Work instruction> What follows is a set of records. Repeat every one of them exactly.

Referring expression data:
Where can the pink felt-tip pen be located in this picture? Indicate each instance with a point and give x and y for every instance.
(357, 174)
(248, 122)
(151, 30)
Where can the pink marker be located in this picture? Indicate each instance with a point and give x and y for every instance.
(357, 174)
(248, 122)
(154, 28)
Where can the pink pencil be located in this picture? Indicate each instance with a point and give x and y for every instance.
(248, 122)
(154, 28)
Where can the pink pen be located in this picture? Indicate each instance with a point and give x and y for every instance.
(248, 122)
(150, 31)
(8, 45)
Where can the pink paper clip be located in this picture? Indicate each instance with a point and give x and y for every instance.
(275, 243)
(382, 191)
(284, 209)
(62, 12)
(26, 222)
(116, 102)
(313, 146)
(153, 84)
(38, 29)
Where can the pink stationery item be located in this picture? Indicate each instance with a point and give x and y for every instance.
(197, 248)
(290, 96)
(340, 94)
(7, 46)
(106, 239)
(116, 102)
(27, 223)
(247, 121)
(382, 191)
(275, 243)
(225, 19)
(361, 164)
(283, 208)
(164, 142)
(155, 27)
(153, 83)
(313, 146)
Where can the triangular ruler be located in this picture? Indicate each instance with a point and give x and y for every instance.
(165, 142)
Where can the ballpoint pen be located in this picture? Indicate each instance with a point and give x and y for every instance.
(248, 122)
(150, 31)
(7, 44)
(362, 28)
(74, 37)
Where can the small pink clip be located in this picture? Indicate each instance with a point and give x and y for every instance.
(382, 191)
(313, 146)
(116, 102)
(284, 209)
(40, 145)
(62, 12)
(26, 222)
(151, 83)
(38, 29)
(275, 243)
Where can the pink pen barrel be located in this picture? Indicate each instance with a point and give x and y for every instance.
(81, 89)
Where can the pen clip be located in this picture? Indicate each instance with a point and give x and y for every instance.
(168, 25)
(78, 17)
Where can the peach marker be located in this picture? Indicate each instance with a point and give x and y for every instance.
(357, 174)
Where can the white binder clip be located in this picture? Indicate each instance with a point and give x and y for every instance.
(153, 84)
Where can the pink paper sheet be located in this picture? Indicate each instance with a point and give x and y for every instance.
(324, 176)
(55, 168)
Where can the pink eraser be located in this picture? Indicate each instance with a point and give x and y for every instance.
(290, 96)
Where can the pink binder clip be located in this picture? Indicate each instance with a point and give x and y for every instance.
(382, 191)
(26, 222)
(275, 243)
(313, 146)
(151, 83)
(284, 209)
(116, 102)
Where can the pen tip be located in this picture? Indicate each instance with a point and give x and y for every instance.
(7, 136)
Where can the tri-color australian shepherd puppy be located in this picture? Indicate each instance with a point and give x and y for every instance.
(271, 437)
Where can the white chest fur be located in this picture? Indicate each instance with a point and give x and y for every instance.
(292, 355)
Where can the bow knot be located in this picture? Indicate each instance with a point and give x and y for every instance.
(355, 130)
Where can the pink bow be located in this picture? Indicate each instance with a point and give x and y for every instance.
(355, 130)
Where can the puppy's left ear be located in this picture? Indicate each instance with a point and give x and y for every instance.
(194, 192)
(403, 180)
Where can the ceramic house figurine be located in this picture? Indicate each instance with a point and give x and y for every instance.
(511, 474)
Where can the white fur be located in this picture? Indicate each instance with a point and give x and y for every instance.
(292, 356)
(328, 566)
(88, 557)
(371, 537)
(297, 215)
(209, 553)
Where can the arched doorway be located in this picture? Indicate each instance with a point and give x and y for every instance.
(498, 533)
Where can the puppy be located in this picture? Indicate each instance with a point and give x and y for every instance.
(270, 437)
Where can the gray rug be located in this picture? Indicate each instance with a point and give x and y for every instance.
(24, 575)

Response to the exercise>
Where can the pink felt-tip pen be located in this picture? Indicate each instance with a point and give x and y for every instance.
(357, 174)
(248, 122)
(151, 30)
Where can the pink marker be located in this picture? Indicate each instance with a point and give x and y for every instance.
(357, 174)
(248, 122)
(154, 28)
Where can the pink pencil be located in this picture? Indicate each instance with a point and give x and y for every instance.
(248, 122)
(154, 28)
Where can the pink pen be located in this picture? Indicate each instance with a point and give x and y for every instance.
(248, 122)
(150, 31)
(8, 45)
Where can the pink paper clip be located in this picture? Indicate each instance with a point and give x and y for every instance.
(275, 243)
(382, 191)
(284, 209)
(62, 12)
(26, 222)
(116, 102)
(313, 146)
(153, 84)
(38, 29)
Where can the pink stationery item be located in this picture? Indicate each instance with a point and give x and y for every instance.
(197, 248)
(290, 96)
(340, 94)
(7, 46)
(106, 239)
(116, 102)
(27, 223)
(247, 121)
(382, 191)
(275, 243)
(225, 19)
(361, 164)
(283, 208)
(164, 142)
(155, 27)
(153, 83)
(313, 146)
Where can the triangular ruler be located in this picture? Indicate each instance with a point and give x and y for every instance.
(165, 142)
Where can the ballpoint pen be located in this picture? Indicate each instance with a point and give x and y for every instance.
(248, 122)
(150, 31)
(7, 44)
(362, 28)
(74, 37)
Where can the small pink clip be located in this picture? Indicate each instance with a point and give x and y for every instance.
(382, 191)
(313, 146)
(116, 102)
(284, 209)
(40, 145)
(62, 12)
(26, 222)
(151, 83)
(38, 29)
(275, 243)
Where can the pink pen barrel be located in this picture? Indicate each instance with a point and give x and y for every instance.
(81, 89)
Where can the pen clip be located in this picture? Indicate each instance with a point and give x and y for every instance.
(168, 25)
(78, 17)
Where can the peach marker be located in this picture? Indicate each instance with a point and give x and y for every instance.
(357, 174)
Where can the white binder clip be located in this picture? Indicate each instance with a point and give x and y for every instance.
(153, 84)
Where can the pink paper sheet be located in this picture? Indicate each instance with a point and give x and y for every instance.
(324, 176)
(55, 168)
Where can the pink eraser be located in this picture? Indicate each instance with a point and give x and y for every instance.
(290, 96)
Where can the pink binder clip be located in this picture? Indicate each instance with a point and give x and y for every instance.
(382, 191)
(26, 222)
(275, 243)
(313, 146)
(151, 83)
(284, 209)
(116, 102)
Where can the pen tip be located in this picture? Indicate each instance with a point and give x and y for every instance.
(7, 136)
Where can the tri-color australian shepherd puppy be located in this picture? Indicate each instance with a point and give x and y for every instance.
(271, 437)
Where can the white chest fur be located in this picture? Indicate each instance with a point and give x and y for every instance.
(292, 355)
Where can the bow knot be located in this picture? Indicate each instance with a point and give x and y for every instance.
(355, 130)
Where can the pink bow be located in this picture? Indicate each instance with a point and give x and y for every instance.
(355, 130)
Where can the puppy's left ear be located in this picture? Indicate each instance with a point and give x and y for every instance.
(194, 192)
(403, 180)
Where can the ceramic house figurine be located in this picture? Indicate each instance with a point and give x and y for every instance.
(511, 474)
Where can the white fur be located in this picture? Indicate each instance with a point and give x and y for every instance.
(292, 356)
(328, 566)
(88, 557)
(371, 537)
(297, 215)
(209, 553)
Where can the arched doorway be located in this picture? Indicate each instance with a point and give x and y for every instance.
(498, 533)
Where can the puppy be located in this picture? Indicate each instance with a point and give x and y for every instance.
(270, 437)
Where can the gray rug be located in this picture? Indicate each instance with a point and give x and y for every instance.
(24, 575)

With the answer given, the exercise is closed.